--- Exercise objective ---
Retype the whole listing that follows, with nothing added or left out.

--- Task material ---

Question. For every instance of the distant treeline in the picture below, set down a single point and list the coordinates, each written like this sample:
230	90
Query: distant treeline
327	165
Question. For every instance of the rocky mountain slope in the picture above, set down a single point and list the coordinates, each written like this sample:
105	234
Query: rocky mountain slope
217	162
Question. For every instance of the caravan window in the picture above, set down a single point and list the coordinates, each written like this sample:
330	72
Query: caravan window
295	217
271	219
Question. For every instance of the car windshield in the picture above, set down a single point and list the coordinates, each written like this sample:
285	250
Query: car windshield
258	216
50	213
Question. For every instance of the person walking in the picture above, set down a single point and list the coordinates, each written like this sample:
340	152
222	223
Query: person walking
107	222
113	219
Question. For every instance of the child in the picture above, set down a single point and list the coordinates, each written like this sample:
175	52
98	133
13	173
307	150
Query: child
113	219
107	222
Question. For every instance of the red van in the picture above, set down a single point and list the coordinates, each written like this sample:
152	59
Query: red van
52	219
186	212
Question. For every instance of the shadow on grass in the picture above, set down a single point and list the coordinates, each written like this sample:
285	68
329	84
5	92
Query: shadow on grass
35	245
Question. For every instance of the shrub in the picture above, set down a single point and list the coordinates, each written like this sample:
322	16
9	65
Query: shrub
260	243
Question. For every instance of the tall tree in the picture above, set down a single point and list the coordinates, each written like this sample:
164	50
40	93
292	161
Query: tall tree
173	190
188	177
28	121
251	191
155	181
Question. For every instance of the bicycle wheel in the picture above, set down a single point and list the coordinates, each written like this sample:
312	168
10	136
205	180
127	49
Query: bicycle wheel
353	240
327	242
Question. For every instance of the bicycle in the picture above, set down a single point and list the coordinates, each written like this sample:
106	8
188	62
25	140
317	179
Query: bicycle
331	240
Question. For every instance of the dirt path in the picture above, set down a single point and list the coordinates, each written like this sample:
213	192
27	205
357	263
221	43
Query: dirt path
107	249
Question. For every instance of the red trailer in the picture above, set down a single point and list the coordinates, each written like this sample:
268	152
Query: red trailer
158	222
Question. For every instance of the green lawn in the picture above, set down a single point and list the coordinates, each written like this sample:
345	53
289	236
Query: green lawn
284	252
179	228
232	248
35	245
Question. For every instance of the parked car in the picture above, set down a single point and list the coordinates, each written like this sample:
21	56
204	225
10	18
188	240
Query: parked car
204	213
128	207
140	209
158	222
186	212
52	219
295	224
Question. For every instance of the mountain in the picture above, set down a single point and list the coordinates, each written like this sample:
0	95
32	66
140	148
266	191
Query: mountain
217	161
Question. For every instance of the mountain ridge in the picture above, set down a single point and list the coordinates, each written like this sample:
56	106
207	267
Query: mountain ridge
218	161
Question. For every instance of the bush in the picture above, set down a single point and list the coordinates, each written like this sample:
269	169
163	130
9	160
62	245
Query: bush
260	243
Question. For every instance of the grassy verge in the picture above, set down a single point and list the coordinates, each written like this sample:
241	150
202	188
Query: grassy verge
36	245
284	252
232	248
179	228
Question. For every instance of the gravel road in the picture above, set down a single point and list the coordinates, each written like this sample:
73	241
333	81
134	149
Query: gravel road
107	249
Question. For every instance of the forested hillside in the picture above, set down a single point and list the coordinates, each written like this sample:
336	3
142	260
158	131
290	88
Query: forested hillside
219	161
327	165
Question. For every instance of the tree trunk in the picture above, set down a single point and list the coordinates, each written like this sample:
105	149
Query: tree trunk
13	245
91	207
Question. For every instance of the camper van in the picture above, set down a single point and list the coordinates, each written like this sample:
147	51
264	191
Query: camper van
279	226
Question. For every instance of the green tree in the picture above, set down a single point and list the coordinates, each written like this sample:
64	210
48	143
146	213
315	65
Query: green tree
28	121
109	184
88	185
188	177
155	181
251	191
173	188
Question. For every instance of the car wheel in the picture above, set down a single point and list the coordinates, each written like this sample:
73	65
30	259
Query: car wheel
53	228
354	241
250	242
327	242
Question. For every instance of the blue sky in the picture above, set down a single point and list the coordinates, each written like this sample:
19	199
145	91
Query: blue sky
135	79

--- Result of the exercise ---
Question. For every instance of the distant treeline in the picture below, set down a single point and list the coordinates, each written like this sample:
230	90
Query: distant treeline
327	165
Question. For every instance of the rocky mountain slope in the picture above, set down a single point and list the coordinates, each written like this sample:
105	234
Query: rocky mountain slope
217	162
Question. For every instance of the caravan window in the picture above, set down a single point and list the coordinates, each written like this sample:
330	72
Query: caravan window
295	217
271	219
Question. For every instance of the car windshield in the picture above, set down a single point and list the coordinates, each written like this sample:
285	250
Query: car windshield
258	216
50	213
Question. For every instance of the person walking in the picture above, set down a single point and list the coordinates, each written like this sample:
340	152
222	223
Query: person walking
107	222
113	219
Question. For every instance of the child in the picture above, set down a single point and list the coordinates, each written like this sample:
175	52
98	133
13	173
307	150
Query: child
113	219
107	222
Question. For every instance of the red van in the picture above, set down a single point and list the coordinates, each written like this sample:
152	59
Query: red van
52	219
186	212
Question. For every instance of the shadow on grass in the picture above, set down a single point and list the coordinates, each written like this sample:
285	68
329	84
5	92
Query: shadow on grass
35	245
Question. For every instance of the shrub in the picture above, set down a single point and list the coordinates, each written like this sample:
322	16
9	65
Query: shrub
260	243
Question. For every instance of the tall tree in the picture above, set down a single point and list the coordinates, each written like this sample:
164	50
40	93
292	161
Query: tall tree
173	190
188	177
28	121
251	191
155	181
Question. For every instance of the bicycle wheel in the picture above, set down a single point and list the coordinates, each written like this sample:
312	168
10	136
205	180
127	49
Query: bicycle wheel
353	240
327	242
Question. For every instance of the bicycle in the picture above, set down a single point and list the coordinates, each written like this sample:
106	8
188	62
25	140
317	179
Query: bicycle
331	240
Question. For every instance of the dirt path in the picture above, set down a single point and list the coordinates, each written like this sample:
213	192
27	205
357	263
221	43
Query: dirt path
107	249
Question. For every instance of the red trailer in the picture above, set down a single point and list the coordinates, each written like this sample:
268	152
Query: red trailer
158	222
Question. For every instance of the green lawn in the picture above, set down a single point and list the coordinates, each written like this sample:
345	53
289	236
Query: green lawn
284	252
179	228
232	248
35	245
Question. For every instance of the parked car in the picture above, set down a single point and list the coordinates, each written like this sample:
21	56
204	225
10	18
188	240
Query: parked car
204	213
128	207
140	209
158	222
186	212
52	219
295	224
Question. For every instance of the mountain in the picture above, set down a single point and list the coordinates, each written like this sample:
0	95
32	66
140	148
266	191
Query: mountain
217	161
Question. For every instance of the mountain ridge in the picture above, set down a single point and list the coordinates, each written like this sample:
56	106
207	267
Query: mountain ridge
218	161
Question. For every instance of the bush in the picture above, set down a single point and list the coordinates, each written like this sample:
269	169
163	130
9	160
62	245
Query: bush
260	243
Question. For every instance of the grassy verge in the picture above, set down a single point and list the coordinates, each written like this sample:
241	150
202	188
Query: grassy verge
36	245
284	252
232	248
179	228
Question. For every instance of the gravel road in the picture above, set down a single point and list the coordinates, each written like this sample:
73	241
333	81
134	149
Query: gravel road
107	249
Question. For every instance of the forested hillside in the picture above, set down a single point and list the coordinates, each written like this sample:
336	3
142	260
158	131
290	88
Query: forested hillside
219	161
327	165
Question. For every instance of the tree trunk in the picture above, set down a single point and list the coordinates, each written like this sample:
105	149
Query: tree trunk
13	245
91	207
Question. For every instance of the camper van in the picture above, set down a single point and list the coordinates, each written like this sample:
147	51
264	191
Query: camper van
279	226
Question. For every instance of the green tree in the picture above, set down a single point and list the coordinates, each written like this sample:
64	210
48	143
146	213
315	65
Query: green tree
28	121
109	184
88	185
188	177
155	181
251	191
173	188
Question. For every instance of the car wheel in the picture above, set down a single point and list the coordinates, each written like this sample:
73	65
30	259
Query: car wheel
53	228
354	241
250	242
327	242
Question. For every instance of the blue sky in the picture above, set down a single point and list the coordinates, each written like this sample:
19	199
145	91
Query: blue sky
135	79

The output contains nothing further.